Zitiere die Zeilen aller folgenden Einträge wörtlich und lass die Bilder dabei weg.

*-*-*

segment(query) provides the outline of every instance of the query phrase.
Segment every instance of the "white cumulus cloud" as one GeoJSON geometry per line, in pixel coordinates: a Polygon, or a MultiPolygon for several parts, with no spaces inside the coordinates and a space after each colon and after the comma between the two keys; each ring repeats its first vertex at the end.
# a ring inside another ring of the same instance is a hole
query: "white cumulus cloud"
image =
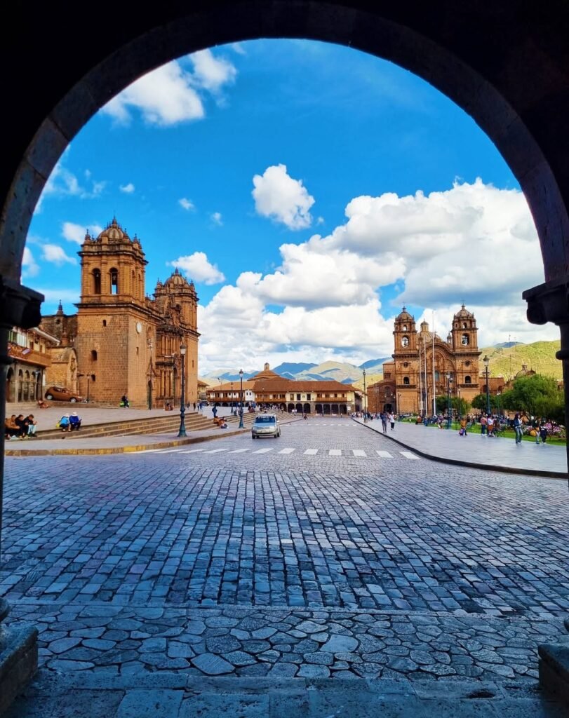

*-*-*

Ergebnis der Aufgabe:
segment(query) provides the outline of every instance of the query phrase.
Segment every instance of the "white cumulus cloud" as one GeoJSON geometry per line, in pixel coordinates: a Polygon, or a MultiPolygon for several parts, with no spaces inside the coordinates and a space after each colon and after the comma between the two keys; each ring repeats its first vertex at the end.
# a ring inside another ring of the same instance is a hole
query: "white cumulus cloud"
image =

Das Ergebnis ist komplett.